-- PROVIDED RECORDS start --

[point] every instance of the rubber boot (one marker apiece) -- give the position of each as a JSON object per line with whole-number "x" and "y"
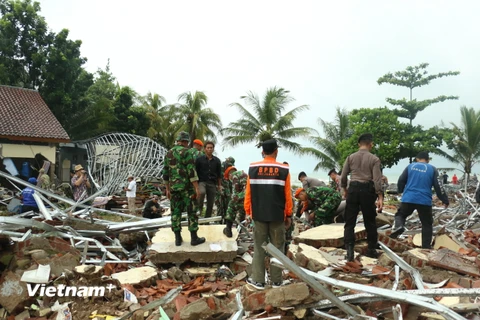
{"x": 372, "y": 251}
{"x": 178, "y": 238}
{"x": 350, "y": 252}
{"x": 195, "y": 239}
{"x": 228, "y": 229}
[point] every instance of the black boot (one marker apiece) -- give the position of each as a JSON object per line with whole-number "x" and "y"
{"x": 228, "y": 229}
{"x": 350, "y": 252}
{"x": 195, "y": 239}
{"x": 372, "y": 251}
{"x": 178, "y": 238}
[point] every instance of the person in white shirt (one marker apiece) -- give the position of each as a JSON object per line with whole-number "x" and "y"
{"x": 131, "y": 190}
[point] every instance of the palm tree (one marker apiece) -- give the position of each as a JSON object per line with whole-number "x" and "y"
{"x": 200, "y": 121}
{"x": 466, "y": 141}
{"x": 326, "y": 149}
{"x": 164, "y": 122}
{"x": 267, "y": 121}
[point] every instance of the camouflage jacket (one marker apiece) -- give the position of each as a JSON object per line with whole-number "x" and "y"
{"x": 318, "y": 195}
{"x": 239, "y": 181}
{"x": 179, "y": 168}
{"x": 195, "y": 153}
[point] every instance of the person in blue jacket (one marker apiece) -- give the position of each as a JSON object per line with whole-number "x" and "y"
{"x": 29, "y": 203}
{"x": 416, "y": 183}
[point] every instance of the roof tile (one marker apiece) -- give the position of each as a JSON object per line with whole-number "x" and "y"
{"x": 23, "y": 113}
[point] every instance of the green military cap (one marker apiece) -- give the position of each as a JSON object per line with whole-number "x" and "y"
{"x": 183, "y": 136}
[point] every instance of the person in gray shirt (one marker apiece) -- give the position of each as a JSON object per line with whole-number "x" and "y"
{"x": 308, "y": 182}
{"x": 364, "y": 190}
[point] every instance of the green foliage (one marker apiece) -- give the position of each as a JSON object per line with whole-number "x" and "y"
{"x": 65, "y": 81}
{"x": 464, "y": 140}
{"x": 199, "y": 121}
{"x": 164, "y": 121}
{"x": 267, "y": 121}
{"x": 32, "y": 57}
{"x": 325, "y": 149}
{"x": 387, "y": 134}
{"x": 415, "y": 77}
{"x": 24, "y": 43}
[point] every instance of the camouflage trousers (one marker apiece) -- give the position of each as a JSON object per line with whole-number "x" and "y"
{"x": 325, "y": 212}
{"x": 289, "y": 231}
{"x": 181, "y": 201}
{"x": 221, "y": 202}
{"x": 235, "y": 211}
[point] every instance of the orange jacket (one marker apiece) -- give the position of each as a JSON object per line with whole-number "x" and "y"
{"x": 269, "y": 179}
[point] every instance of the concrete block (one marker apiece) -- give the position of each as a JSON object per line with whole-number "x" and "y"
{"x": 446, "y": 242}
{"x": 217, "y": 247}
{"x": 453, "y": 261}
{"x": 417, "y": 258}
{"x": 328, "y": 235}
{"x": 13, "y": 292}
{"x": 287, "y": 296}
{"x": 144, "y": 276}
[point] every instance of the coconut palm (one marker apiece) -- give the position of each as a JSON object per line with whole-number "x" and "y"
{"x": 267, "y": 121}
{"x": 465, "y": 143}
{"x": 200, "y": 121}
{"x": 325, "y": 150}
{"x": 164, "y": 122}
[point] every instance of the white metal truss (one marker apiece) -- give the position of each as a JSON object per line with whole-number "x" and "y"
{"x": 113, "y": 157}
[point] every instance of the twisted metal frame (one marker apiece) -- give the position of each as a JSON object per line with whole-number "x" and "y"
{"x": 113, "y": 157}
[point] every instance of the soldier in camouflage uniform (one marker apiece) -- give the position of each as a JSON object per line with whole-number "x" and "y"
{"x": 323, "y": 201}
{"x": 181, "y": 181}
{"x": 223, "y": 198}
{"x": 197, "y": 147}
{"x": 196, "y": 152}
{"x": 236, "y": 210}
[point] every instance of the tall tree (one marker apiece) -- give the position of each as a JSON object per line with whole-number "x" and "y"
{"x": 267, "y": 121}
{"x": 164, "y": 122}
{"x": 200, "y": 120}
{"x": 411, "y": 78}
{"x": 465, "y": 141}
{"x": 389, "y": 135}
{"x": 325, "y": 149}
{"x": 65, "y": 82}
{"x": 24, "y": 42}
{"x": 129, "y": 118}
{"x": 33, "y": 57}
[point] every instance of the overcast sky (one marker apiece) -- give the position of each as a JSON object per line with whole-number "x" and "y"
{"x": 326, "y": 53}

-- PROVIDED RECORDS end --

§ WHAT IS BEING ASKED: Copy the lines that start at the one containing "[point] every instance of the tall" and run through the end of the listing, keeping the requests. Raise every x and y coordinate in the answers by 86.

§ EXERCISE RESPONSE:
[point] every instance of the tall tree (one marker apiece) -- give the position of each as a JSON object per line with whole-number "x" and "y"
{"x": 353, "y": 207}
{"x": 250, "y": 208}
{"x": 286, "y": 206}
{"x": 497, "y": 164}
{"x": 551, "y": 227}
{"x": 475, "y": 221}
{"x": 411, "y": 235}
{"x": 151, "y": 168}
{"x": 110, "y": 128}
{"x": 215, "y": 204}
{"x": 119, "y": 143}
[point] every instance of the overcast sky (one marker apiece) -- give the position of each as a JSON object per line with whole-number "x" and "y"
{"x": 412, "y": 139}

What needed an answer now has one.